Exercise instructions —
Give back the full listing exactly as written.

Input records —
┄┄┄┄┄┄┄┄┄┄┄┄┄┄┄┄┄┄┄┄

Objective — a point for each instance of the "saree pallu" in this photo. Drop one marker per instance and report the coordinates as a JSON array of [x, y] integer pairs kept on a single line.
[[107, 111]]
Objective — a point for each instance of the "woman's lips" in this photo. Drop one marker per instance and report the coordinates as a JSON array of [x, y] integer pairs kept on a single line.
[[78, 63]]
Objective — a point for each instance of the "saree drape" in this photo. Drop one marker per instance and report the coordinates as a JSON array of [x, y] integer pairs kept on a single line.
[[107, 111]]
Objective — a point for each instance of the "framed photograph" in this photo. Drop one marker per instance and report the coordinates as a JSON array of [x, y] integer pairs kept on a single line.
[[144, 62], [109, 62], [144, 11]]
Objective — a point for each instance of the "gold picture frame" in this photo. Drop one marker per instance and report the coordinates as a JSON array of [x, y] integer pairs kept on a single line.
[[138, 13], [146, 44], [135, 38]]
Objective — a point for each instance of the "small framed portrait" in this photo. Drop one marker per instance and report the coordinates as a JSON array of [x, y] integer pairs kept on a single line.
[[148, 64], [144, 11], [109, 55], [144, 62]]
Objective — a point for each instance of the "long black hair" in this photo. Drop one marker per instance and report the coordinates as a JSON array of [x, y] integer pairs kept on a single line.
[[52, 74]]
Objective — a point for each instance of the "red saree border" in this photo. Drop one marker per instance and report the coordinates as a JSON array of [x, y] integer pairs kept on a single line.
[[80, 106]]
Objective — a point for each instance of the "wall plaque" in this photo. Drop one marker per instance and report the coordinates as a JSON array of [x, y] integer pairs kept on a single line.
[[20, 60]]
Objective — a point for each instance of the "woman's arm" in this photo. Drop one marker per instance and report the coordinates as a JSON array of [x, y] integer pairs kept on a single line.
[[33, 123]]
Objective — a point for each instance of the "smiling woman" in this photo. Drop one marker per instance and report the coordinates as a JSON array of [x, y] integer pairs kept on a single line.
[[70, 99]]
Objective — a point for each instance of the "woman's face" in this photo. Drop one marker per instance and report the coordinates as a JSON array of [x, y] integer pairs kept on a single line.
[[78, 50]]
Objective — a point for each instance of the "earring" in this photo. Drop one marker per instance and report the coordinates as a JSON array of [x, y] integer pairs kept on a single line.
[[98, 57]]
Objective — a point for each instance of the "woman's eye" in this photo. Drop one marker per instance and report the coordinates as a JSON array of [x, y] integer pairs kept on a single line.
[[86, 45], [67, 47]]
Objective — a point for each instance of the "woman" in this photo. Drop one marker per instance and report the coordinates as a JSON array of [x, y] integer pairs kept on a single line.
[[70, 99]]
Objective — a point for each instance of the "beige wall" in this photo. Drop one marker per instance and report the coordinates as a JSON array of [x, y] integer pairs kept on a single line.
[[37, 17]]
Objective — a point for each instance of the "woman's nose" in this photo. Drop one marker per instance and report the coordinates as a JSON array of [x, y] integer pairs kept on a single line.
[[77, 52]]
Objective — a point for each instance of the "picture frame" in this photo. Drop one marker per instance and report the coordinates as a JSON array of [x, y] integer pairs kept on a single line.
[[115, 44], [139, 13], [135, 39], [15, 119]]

┄┄┄┄┄┄┄┄┄┄┄┄┄┄┄┄┄┄┄┄

Task response —
Objective — a point for each instance of the "saree pallu" in this photo. Drop one marker per instance and report the coordinates as a JSON array of [x, y] integer pairs kept on a single line.
[[107, 111]]
Objective — a point for each instance of the "woman's lips" in this photo. Drop one marker per instance and report the coordinates as a JSON array of [x, y] integer pairs kept on a single line.
[[78, 63]]
Objective — a point for each instance of the "saree drape" in this photo. Drop one marker per instance and report the coordinates as a JSON array of [x, y] integer pairs kept on a single line.
[[107, 111]]
Objective — a point for each instance of the "framed photograph" in this photo. Drop one marker per instance and report the coordinates as a JSON array of [x, y] integer pairs kept on a single line.
[[144, 62], [109, 62], [144, 11]]
Objective — a point for each instance of the "gold picture frame" in this photo. Drop one marker per instance and report the coordinates as a JSON array of [x, y] integer pairs kept on a single line.
[[138, 13], [146, 44], [135, 38]]
Objective — a point for each instance of the "small framed portrait" in this photo. Drop one marker per instance and report the coordinates as a JSON array of [x, y] integer pairs kept on a single line.
[[148, 64], [144, 11], [109, 55], [144, 62]]
Objective — a point for each instance of the "long black hair" in this photo. Drop one marker per instance and report the coordinates as a JSON array of [x, y] integer pairs kept on a single line.
[[52, 74]]
Objective — a point for each instance of the "red saree border" in this photo. Drop one marker per instance and report the coordinates as a JSON array of [x, y] integer pairs kept on a single line.
[[80, 106]]
Objective — a point for each instance of the "wall plaque" in this photo. Drop one marker per instance and report the coordinates as a JSON array of [x, y] integer pairs kept on a single line.
[[20, 60]]
Objective — a point for each instance of the "woman's arm" in this photo. Drop one marker per instance and report the coordinates as a JSON array of [x, y] integer pairs kept on a single line.
[[33, 123]]
Objective — a point for each instance of the "smiling woman" in this photo. Drop one marker per instance and report the coordinates as a JSON array of [x, y] integer pairs kept on a single line.
[[70, 99]]
Objective — a point for each instance of the "woman's face" in this photo. Drop one marker per instance and report the coordinates as a JSON array of [x, y] integer pairs kept on a single line.
[[78, 50]]
Objective — a point for each instance of the "earring" in this photo. Drop one marker per instance and report the coordinates as a JSON array of [x, y] integer pairs kept on a single line.
[[98, 57]]
Objective — a point for each instance of the "woman's eye" in this photo. Drop one marker per instance and report the coordinates as a JSON array of [x, y] integer pairs kept on a single line.
[[86, 45], [67, 47]]
Objective — a point for each instance of the "woman" in this photo. Drop one marker per instance and report the coordinates as a JSON array of [x, y] integer pairs kept on a single line.
[[70, 99]]
Objective — a point for each instance of the "beige wall" in this photo. Drop one marker per instance and report the coordinates as a JSON array of [x, y] integer pairs kept on a single line.
[[37, 17]]
Objective — a point for each instance of the "woman's nose" in this photo. Drop one marker per instance and report the coordinates as a JSON array of [x, y] integer pairs kept on a single line.
[[77, 52]]
Objective — a point for each instance of the "picture frame" in this photo. Drop one marker per instance and report the coordinates as a JSON array of [x, y] integer pairs kept on a single line.
[[115, 44], [139, 13], [135, 39], [15, 119]]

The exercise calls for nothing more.